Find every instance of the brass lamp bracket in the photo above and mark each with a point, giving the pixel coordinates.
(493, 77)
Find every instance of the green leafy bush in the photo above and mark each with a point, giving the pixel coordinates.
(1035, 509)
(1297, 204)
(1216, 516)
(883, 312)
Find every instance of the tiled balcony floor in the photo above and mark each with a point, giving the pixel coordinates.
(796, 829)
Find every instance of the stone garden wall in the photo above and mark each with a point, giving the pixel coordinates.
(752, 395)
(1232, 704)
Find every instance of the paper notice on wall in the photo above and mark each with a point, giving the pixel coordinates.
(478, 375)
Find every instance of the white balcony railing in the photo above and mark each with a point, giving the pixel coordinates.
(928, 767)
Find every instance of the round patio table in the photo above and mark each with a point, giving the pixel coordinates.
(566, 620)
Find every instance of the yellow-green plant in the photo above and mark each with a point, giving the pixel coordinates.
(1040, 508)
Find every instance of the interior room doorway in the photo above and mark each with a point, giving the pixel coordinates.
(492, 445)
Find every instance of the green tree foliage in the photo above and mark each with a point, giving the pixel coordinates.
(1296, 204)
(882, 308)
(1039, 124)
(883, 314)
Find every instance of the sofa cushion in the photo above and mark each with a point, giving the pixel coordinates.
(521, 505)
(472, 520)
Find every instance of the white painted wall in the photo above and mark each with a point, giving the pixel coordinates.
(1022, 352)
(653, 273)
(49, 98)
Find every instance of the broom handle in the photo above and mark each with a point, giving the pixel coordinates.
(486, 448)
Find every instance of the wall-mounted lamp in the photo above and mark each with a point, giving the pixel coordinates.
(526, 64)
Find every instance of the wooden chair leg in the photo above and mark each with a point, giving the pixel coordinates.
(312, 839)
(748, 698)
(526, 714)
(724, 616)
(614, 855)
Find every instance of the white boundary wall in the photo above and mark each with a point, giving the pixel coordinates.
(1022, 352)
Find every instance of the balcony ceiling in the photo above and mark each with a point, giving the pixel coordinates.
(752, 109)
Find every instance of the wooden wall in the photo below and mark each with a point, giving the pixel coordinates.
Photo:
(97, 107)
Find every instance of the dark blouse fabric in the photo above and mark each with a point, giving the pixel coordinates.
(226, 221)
□ □ □ □ □
TO DO | Render the data above as a two-column CSV with the headers text and points. Give one row for each sentence in the data, with that sentence in text and all the coordinates listed under it in points, each field quoted and any line breaks replaced with spaces.

TASK RESULT |
text,points
"Find every instance of the brass lamp bracket in the photo above and mark each with a point, giving the pixel coordinates.","(493, 77)"
"Find every instance of the green leafy bush in the photo above and mark each with a point, giving the pixel coordinates.","(1035, 509) (1297, 204) (1216, 516) (883, 312)"
"Find every instance of the tiled balcony floor in the photo above and mark each with a point, giving the pixel coordinates.","(796, 829)"
"Find every instance of the stone garden wall in the photo above and mark each with a point, giving the pixel coordinates.","(752, 395) (1232, 704)"
"Find every instance of the paper notice on wall in the photo above and mark each with a point, giving the pixel coordinates.","(478, 375)"
"Find every instance of the white balcony railing in the photo above and mark each with a point, giving the pixel coordinates.","(928, 767)"
"Find every instance of the round patio table in the photo above and mark each with a point, giving the pixel coordinates.","(566, 620)"
"Find every instance of the yellow-green plant in the photo above and mark each with a point, giving the pixel coordinates.","(1040, 508)"
"Find every instance of the interior room doorway in the photo above and mark each with a point, giving the pixel coordinates.","(492, 445)"
"Find every instance of the green tree foliage in the photo above and mark each with a point, giving the pixel coordinates.","(1296, 204) (882, 308) (1039, 124) (883, 314)"
"Find every instance of the sofa cushion in the photo above and mark each with a point, giving the pixel coordinates.","(521, 505) (472, 520)"
"Find every instance of the white painted wall in the photo above and mark each with a point, giving the pixel coordinates.","(1022, 352) (653, 273) (49, 98)"
"Find every instance of the broom handle in the photo above and mark each with a point, giving the pixel coordinates.","(486, 448)"
"Find every instance of the wall-mounted lamp in the photo above and mark each with a point, giving the pixel coordinates.","(526, 64)"
"Find every instance of the wooden chair leg in the photo above and mark each with a point, giving the pixel coordinates.","(312, 839) (748, 698) (526, 714) (724, 616) (614, 855)"
"Find every instance of the white boundary wall in the photo above and mark each with a point, giving the pixel coordinates.","(1022, 352)"
"Find every instance of the balcony ceiling in the photo above and mark each with a point, giving the pixel coordinates.","(752, 109)"
"Find every instance of the wooden wall in the photo below and mark each with a point, giving the pixel coordinates. Photo:","(97, 107)"
"Find every instance of the dark blouse fabric in the photo above and mark each with a point, giving the pixel coordinates.","(226, 221)"